Data for this exercise:
++++++++

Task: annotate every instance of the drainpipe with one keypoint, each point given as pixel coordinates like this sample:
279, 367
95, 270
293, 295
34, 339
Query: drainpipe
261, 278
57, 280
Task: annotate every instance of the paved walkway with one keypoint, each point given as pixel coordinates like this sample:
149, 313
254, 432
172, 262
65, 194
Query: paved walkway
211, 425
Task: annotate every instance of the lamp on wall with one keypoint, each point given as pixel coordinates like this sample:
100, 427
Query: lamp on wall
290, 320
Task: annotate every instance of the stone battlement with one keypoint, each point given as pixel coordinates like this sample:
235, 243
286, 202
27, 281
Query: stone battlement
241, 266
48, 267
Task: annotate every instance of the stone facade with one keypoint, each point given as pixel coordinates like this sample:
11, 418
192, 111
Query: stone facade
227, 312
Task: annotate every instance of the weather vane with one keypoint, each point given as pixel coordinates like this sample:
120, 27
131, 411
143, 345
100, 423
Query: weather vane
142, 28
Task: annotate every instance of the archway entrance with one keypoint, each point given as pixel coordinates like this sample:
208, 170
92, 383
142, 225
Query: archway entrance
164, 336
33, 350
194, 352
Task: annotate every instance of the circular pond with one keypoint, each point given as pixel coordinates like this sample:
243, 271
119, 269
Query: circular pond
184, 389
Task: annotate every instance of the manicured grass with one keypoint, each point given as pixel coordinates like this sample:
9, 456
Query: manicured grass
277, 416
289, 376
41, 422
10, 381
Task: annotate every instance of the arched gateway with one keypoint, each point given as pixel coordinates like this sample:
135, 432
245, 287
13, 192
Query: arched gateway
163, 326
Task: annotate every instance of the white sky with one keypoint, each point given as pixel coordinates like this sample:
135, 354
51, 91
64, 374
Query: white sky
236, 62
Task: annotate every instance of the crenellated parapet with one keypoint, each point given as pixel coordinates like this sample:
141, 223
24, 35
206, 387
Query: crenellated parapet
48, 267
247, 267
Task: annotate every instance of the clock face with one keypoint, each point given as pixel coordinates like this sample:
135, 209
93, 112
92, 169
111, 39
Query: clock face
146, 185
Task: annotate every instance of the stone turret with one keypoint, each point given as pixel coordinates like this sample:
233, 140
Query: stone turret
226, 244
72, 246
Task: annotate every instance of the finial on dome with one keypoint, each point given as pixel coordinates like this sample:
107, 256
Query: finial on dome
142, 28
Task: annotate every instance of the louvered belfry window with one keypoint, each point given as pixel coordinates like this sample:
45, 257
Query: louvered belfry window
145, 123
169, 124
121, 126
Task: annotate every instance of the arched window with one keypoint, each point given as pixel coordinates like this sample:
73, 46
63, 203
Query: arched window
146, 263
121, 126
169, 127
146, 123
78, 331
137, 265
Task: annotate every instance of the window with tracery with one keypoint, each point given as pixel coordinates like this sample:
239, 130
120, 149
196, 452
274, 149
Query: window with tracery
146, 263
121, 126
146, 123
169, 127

++++++++

The required result is a verbatim copy of all the entries.

Expected answer:
Task: annotate every instance of the drainpipe with one keypoint, each point given as pixel coordinates like this sample:
279, 367
95, 270
293, 295
34, 339
Query: drainpipe
261, 278
57, 280
Task: annotate every instance of the paved walkway with one keypoint, each point given as pixel coordinates like this sample:
149, 313
254, 432
172, 262
65, 194
Query: paved walkway
211, 425
Task: annotate every instance of the lamp on wall with one keypoint, each point given as pixel coordinates like this sample:
100, 427
Query: lamp on wall
290, 320
Task: annotate every instance of the stone battlement with one keypoint, each point given as pixel coordinates like this sample:
235, 243
286, 202
27, 281
Query: stone battlement
241, 266
48, 267
Task: annotate every instance of the stone facade with one keypoint, each point given as pixel coordinates like this sample:
11, 418
192, 111
Query: stone facade
227, 312
Task: annotate every instance of the weather vane with one keypoint, each point given as pixel coordinates like this sample:
120, 27
131, 411
143, 345
100, 423
Query: weather vane
142, 28
Task: annotate every instance of the archway entrance with one keypoint, each point given as pixel coordinates like this sample:
208, 170
92, 383
142, 225
Query: archway entrance
164, 336
33, 350
194, 352
Task: annotate every instance of the circular pond with one keypoint, each point given as pixel coordinates like this sample:
243, 271
119, 269
Query: circular pond
184, 389
Task: annotate every instance of the manicured grass with one keypoint, each point given as pixel coordinates like this sample:
9, 456
Query: manicured grass
277, 416
289, 376
41, 422
10, 381
Task: annotate every instance of the arched gateway with one keypoint, each point given as pixel coordinates like this sample:
135, 432
245, 287
13, 192
Query: arched gateway
163, 326
Task: annotate every instance of the white sky with one keypoint, each point given as pixel coordinates like this sample:
135, 354
51, 91
64, 374
Query: white sky
236, 62
Task: annotate every instance of the crenellated parapet with one keypoint, each point given as pixel coordinates like this sample:
141, 223
24, 35
206, 387
Query: crenellated parapet
48, 267
247, 267
Task: annotate every instance of the clock face with one keypoint, each point given as pixel coordinates like this sample:
135, 209
93, 112
92, 169
111, 39
Query: clock face
146, 185
Task: annotate every instance of the stone turret with one keypoint, each point given as pixel coordinates like this sample:
233, 140
Query: stone turret
226, 244
72, 246
Task: annotate every instance of the finial on dome with one keypoint, each point given as pixel coordinates like this sample:
107, 256
Query: finial on dome
142, 28
Task: annotate every instance of the louvered belfry window with one keypoint, each point given as pixel coordinates like this sample:
45, 257
Query: louvered belfry window
145, 123
169, 124
121, 126
Task: annotate every instance of the arched window with one keypoint, each point given as pixel coordinates like this sample:
73, 46
63, 203
Query: arched window
146, 263
121, 126
169, 127
146, 123
78, 331
137, 265
Task: annotate every instance of the window with tracery with one keypoint, each point given as pixel coordinates like this sample:
239, 130
120, 149
196, 452
274, 149
Query: window with tracery
146, 263
121, 126
146, 123
169, 127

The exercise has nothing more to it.